**EXERCISE**
All lines from the one with "Target: green meadow" through the final line of the records below must be written out exactly, with no other text.

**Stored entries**
════════════════════

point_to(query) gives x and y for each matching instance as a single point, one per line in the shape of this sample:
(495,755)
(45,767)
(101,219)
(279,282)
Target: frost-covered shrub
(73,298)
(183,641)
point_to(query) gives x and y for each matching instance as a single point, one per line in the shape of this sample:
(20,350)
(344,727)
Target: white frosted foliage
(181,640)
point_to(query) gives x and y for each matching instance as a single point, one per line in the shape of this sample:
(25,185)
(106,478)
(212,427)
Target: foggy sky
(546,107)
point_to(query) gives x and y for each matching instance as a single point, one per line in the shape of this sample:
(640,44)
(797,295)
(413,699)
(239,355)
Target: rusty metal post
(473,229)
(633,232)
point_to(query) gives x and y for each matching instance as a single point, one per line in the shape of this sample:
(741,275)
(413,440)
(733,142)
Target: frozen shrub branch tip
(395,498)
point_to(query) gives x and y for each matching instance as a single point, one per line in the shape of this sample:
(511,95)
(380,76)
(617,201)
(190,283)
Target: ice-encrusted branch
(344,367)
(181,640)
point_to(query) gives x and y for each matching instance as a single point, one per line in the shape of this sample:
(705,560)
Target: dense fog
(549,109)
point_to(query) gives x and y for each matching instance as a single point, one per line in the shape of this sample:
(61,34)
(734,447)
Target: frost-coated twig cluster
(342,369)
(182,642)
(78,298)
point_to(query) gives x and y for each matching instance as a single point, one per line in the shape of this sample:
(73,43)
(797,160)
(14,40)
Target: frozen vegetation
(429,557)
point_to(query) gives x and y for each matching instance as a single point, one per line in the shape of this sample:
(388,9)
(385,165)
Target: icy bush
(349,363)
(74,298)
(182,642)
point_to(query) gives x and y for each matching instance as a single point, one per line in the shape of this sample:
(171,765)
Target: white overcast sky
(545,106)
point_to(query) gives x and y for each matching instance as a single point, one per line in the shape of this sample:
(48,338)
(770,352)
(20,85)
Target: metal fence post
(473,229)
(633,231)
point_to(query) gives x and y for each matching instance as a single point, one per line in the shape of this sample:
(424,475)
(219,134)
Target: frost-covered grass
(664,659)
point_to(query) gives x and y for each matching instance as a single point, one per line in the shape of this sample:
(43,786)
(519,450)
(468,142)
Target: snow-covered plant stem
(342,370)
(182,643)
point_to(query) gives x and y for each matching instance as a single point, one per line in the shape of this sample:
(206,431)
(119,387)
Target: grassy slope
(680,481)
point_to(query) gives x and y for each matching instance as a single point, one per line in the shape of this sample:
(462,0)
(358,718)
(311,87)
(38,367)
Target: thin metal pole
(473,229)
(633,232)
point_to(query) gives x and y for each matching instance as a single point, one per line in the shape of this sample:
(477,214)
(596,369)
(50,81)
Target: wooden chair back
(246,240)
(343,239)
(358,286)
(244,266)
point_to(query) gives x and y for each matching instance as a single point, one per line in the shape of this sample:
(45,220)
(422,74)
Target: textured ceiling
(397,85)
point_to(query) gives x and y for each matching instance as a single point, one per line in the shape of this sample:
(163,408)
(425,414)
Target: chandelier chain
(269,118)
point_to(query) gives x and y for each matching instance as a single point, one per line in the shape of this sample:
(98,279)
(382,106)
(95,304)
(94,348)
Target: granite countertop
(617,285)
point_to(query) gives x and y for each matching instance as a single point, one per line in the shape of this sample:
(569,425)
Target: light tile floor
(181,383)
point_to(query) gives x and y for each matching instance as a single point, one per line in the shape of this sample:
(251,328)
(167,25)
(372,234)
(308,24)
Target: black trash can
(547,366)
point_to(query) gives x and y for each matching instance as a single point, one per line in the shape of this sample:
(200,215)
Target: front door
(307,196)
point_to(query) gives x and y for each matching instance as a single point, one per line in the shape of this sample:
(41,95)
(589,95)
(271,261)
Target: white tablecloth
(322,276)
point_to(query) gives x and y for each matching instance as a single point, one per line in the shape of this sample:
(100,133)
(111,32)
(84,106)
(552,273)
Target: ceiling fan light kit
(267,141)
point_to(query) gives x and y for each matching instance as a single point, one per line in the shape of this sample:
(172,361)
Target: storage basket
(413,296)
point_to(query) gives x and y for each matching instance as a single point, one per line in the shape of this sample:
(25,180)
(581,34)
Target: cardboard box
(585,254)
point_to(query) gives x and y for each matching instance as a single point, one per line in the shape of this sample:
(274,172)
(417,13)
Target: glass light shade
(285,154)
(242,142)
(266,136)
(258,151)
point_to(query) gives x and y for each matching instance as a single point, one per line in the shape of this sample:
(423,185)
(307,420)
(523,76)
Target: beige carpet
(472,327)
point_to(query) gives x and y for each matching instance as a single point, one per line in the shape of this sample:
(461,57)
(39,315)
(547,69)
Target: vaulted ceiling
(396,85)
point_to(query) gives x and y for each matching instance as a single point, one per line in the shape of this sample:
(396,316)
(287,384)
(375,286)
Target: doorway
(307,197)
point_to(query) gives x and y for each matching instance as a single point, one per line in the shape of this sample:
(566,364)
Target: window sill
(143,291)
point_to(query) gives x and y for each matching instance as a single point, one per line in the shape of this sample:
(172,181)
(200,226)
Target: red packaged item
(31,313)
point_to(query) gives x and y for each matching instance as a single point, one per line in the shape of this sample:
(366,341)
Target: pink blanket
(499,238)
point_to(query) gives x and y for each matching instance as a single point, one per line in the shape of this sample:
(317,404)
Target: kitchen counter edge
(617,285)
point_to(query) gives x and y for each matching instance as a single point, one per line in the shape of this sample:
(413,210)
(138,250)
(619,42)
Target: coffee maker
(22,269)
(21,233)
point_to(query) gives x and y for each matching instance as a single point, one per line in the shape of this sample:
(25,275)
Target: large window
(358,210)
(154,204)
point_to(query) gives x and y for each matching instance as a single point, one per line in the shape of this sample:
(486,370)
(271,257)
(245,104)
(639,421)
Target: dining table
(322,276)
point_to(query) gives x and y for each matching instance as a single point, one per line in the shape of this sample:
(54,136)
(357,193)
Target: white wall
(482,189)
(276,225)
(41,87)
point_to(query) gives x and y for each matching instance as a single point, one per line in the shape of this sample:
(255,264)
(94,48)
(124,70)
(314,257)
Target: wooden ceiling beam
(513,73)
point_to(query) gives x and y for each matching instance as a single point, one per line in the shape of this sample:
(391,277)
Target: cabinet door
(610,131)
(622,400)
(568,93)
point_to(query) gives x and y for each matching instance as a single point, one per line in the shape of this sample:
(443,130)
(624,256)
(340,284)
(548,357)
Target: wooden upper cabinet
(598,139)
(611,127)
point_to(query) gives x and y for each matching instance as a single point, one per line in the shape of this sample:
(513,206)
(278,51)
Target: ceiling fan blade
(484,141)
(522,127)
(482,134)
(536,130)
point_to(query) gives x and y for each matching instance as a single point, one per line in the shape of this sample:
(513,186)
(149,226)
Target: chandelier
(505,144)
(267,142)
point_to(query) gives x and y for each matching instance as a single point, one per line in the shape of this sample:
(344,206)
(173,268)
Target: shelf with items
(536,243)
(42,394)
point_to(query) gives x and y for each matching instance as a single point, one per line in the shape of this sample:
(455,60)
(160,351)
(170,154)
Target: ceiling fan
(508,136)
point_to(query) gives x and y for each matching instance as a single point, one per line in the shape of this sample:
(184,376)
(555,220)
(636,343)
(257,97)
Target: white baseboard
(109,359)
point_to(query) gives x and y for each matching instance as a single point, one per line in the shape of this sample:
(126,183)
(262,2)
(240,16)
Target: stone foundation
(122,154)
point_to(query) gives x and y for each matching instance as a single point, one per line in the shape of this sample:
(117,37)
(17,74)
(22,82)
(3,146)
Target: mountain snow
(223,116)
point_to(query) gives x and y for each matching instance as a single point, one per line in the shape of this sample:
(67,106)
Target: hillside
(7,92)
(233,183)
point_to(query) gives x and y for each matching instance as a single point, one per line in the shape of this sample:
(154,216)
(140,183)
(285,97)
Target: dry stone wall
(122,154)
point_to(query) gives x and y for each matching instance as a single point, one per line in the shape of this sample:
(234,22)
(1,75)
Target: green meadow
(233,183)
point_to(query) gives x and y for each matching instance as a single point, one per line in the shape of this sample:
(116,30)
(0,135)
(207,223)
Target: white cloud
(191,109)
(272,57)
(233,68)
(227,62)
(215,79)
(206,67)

════════════════════

**SOLUTION TO THIS PROBLEM**
Target: green meadow
(233,183)
point_to(query) gives x and y for each matching instance as a single point, one per line in the shape of this sample:
(116,30)
(0,135)
(207,223)
Target: white cloud
(191,109)
(272,57)
(233,68)
(227,62)
(215,79)
(206,67)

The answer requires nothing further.